Williams, Perry Compete for USAMRDC Best Warrior NCO, Soldier of the Year
Williams out with injury, Perry Tops Soldiers
The U.S. Army Institute of Surgical Research (ISR) Non-commissioned Officer of the Year and Soldier of the Year award winners at Joint Base San Antonio-Fort Sam Houston were among a dozen competitors vying for the title of U.S. Army Medical Research and Development Command (MRDC) Best Warrior NCO and Soldier of the Year during a competition last month. Sgt. Gerald Williams and Spc. Colin Perry, 2022 ISR NCO and Soldier of the Year, respectively, both Medical Laboratory Specialists (68K) competed in a grueling week-long competition alongside MRDC's best NCOs and Soldiers on March 1-4. The competition tested the competitor's soldiering skills, both physically and mentally.
Competing at the junior enlisted level, Perry, a native of Kailua, Hawaii, took the top MRDC honors.
"Winning was a great honor and I am proud to have been able to represent the ISR," said Perry. "It was a great experience. I had a lot of fun and I was able to sharpen a lot of my skills."
Reflecting back on the competition, Perry said it was very tough, both mentally and physically. He also said the competitors were very tough.
"There was a very high level of competition in all of the events," he said. "Overall, even though it was very tough I still had a lot of fun and I was able to make some great connections for the future."
During the third event of the first day, Williams, who hails from Columbus, Georgia, withdrew from the competition due to an injury.
"It was disappointing to get hurt during the third event of the MRDC competition," said Williams. "I feel like I had a legitimate chance of winning, so the injury was a humbling experience for me."

• _Dataset_
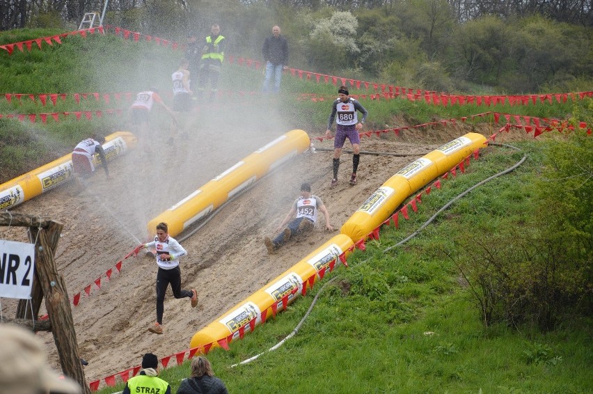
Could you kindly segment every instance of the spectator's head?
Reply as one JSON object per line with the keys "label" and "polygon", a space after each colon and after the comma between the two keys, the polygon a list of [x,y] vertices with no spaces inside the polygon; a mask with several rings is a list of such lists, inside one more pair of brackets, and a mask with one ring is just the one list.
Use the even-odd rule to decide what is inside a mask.
{"label": "spectator's head", "polygon": [[159,366],[159,358],[152,353],[147,353],[142,356],[142,369],[152,368],[156,370]]}
{"label": "spectator's head", "polygon": [[80,386],[47,365],[43,344],[32,333],[0,324],[0,391],[19,394],[79,394]]}
{"label": "spectator's head", "polygon": [[200,377],[204,375],[214,376],[210,362],[204,356],[194,357],[191,360],[191,375],[190,377]]}
{"label": "spectator's head", "polygon": [[157,225],[157,237],[159,237],[159,241],[164,242],[168,236],[169,226],[167,223],[161,221]]}

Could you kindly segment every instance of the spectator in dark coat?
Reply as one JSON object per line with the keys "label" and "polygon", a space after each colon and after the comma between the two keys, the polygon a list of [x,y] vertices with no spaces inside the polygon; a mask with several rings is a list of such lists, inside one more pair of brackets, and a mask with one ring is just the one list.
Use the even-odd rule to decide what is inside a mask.
{"label": "spectator in dark coat", "polygon": [[274,26],[272,28],[272,35],[266,38],[262,54],[266,62],[266,77],[264,79],[264,92],[270,91],[270,81],[272,74],[274,76],[274,92],[280,90],[280,81],[282,79],[282,71],[286,70],[288,64],[288,43],[286,38],[280,34],[280,27]]}
{"label": "spectator in dark coat", "polygon": [[191,360],[191,375],[181,381],[177,394],[228,394],[228,391],[214,376],[208,359],[200,356]]}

• _Work order_
Continue the article about the MRDC Best Warrior competition from the point where it stops. None of the lines are needed for what comes next.

• _Task response_
Said Williams, who will be assigned overseas later this year, "I may try to compete in the Regional Health Command Europe's competition as I PCS [permanent change of station] to Germany in a couple of months.
Before competing at the headquarters level, Williams and Perry participated against their peers at the ISR. Williams, who has been in the Army for seven years and at the ISR for two, said he prepared mentally and physically for the competition.
"I attended mock boards held by my seniors and peers," said Williams. "I also increased cardio and strength training for a couple of weeks, but gave myself enough days before the competition to rest and recover."
Williams feels that earning the ISR NCO of the Year demonstrates that he's always ready to compete when called upon and will do his best to set a good example for his subordinates.
"The competition was tough," he said. "I honestly did not expect to win the competition, so it still feels good, but I can't take credit for it alone. I appreciate all of my peers and seniors who took the time to prepare me."
Moving forward, Williams has set goals for himself. Two short-term goals of his are to improve his performance in the Army Combat Fitness Test and earn the Army's Expert Field Medical Badge. His long-term goals are to start a family and earn a Master's of Business Administration. His advice for anyone who would like to earn NCO of the year is simple.
"Stay ready and you don't have to get ready," Williams said. "Always try to maintain and add to your expertise."
Perry has been in the Army just a little over two years and at the ISR for a year. He said he joined the Army because he always looked up to his older brother who also served in the Army. He believes he earned the title of ISR Soldier of the Year because he was the best-rounded Soldier among his peers.
"It was tough but fun at the same time," he added. "I also think it shows that I am a good Soldier who is driven and wants to always better myself,"
As a seasoned outdoorsman who enjoys fishing, hunting and hiking, Perry said he prepared for the competition by doing what comes naturally.
"I mostly just ran and rucked," said Perry. "Most of the other skills were things I was already confident in."
Perry's short- and long-term goals are to earn the Army Expert Field Medical Badge, get promoted to Sergeant, finish his degree and buy his first home. His advice to anyone who wants to earn the Soldier of the Year title are, "Stay driven, and never become complacent," he said. "Always focus on bettering yourself and a Soldier and as a person."
Perry said he was truly honored to have been able to represent the ISR at the MRDC level and thanks everyone who got him ready for the competition.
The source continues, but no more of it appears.